▶ _Given request_
Filter the material below down to the lines containing the word "brown", and copy each of those lines in full.

▶ _Provided records_

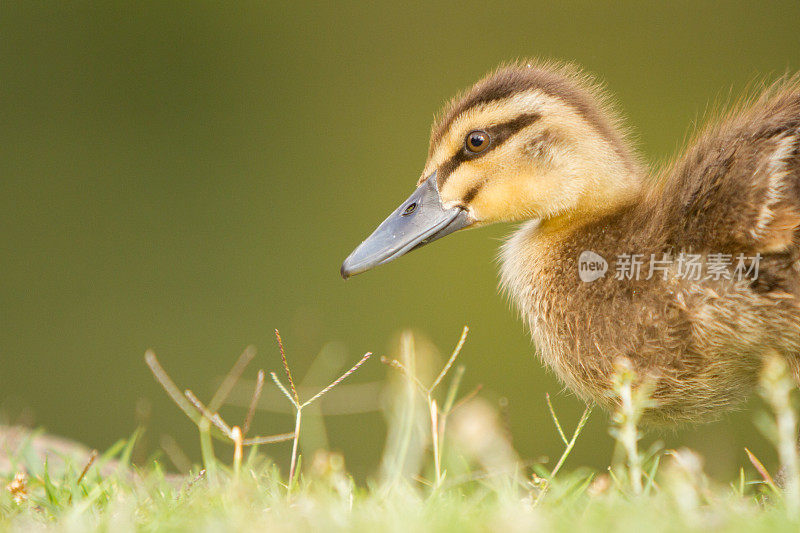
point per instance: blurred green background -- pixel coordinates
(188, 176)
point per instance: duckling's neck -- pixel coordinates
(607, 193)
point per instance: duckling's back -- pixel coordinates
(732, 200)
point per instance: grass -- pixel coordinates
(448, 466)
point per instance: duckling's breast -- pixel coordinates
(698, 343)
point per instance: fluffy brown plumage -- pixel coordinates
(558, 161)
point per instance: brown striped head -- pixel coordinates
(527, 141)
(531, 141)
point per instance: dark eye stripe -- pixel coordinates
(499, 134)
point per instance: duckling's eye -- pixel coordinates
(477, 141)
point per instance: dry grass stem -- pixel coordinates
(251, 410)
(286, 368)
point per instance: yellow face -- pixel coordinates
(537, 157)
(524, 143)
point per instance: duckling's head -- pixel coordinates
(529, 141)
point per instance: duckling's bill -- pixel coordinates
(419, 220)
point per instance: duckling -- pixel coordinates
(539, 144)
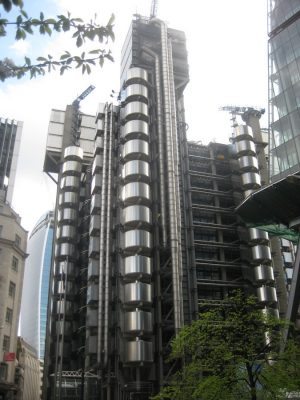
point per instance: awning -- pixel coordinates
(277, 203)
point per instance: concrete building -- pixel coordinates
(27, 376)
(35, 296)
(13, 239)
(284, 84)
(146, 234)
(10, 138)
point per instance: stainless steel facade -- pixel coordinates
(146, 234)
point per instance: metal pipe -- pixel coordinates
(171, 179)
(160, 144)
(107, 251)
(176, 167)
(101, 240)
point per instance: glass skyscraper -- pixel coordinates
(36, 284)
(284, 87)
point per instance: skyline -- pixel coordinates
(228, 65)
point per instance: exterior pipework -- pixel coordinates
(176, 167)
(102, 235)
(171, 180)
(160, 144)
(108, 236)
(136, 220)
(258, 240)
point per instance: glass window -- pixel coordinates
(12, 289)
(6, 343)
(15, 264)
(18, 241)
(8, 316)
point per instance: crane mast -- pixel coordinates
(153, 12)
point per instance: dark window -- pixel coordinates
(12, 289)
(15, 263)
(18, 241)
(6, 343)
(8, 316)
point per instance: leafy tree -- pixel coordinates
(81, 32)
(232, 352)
---
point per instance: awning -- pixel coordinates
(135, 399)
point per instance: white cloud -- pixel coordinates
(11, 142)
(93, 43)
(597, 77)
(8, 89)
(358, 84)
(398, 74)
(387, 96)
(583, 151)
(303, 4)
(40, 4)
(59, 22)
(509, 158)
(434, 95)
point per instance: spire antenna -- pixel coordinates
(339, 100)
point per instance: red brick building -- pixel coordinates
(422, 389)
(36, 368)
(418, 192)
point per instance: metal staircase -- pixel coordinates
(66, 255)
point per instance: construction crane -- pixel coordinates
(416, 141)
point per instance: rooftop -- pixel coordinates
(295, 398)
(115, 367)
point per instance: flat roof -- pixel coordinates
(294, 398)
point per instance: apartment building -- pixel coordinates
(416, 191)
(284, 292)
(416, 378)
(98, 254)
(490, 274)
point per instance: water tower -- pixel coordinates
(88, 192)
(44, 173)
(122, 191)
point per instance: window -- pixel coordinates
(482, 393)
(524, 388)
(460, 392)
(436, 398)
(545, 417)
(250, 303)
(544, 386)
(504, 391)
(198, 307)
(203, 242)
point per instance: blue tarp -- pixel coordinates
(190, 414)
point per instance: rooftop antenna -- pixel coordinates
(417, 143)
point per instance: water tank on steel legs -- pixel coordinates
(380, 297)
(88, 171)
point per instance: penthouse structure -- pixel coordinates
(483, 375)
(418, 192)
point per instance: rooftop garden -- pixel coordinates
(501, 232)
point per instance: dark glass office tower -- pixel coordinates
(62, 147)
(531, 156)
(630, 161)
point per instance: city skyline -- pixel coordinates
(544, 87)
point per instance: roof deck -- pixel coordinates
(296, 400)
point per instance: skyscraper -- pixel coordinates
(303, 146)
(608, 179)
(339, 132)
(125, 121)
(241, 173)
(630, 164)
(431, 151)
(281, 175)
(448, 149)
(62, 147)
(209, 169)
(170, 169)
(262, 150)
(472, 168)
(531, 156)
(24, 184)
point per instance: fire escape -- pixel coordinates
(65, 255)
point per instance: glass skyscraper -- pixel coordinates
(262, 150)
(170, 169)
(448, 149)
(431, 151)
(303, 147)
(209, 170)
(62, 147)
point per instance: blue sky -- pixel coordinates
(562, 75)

▶ _Answer in full_
point per instance: fluffy brown plumage -- pixel coordinates
point per instance: brown striped head -- pixel coordinates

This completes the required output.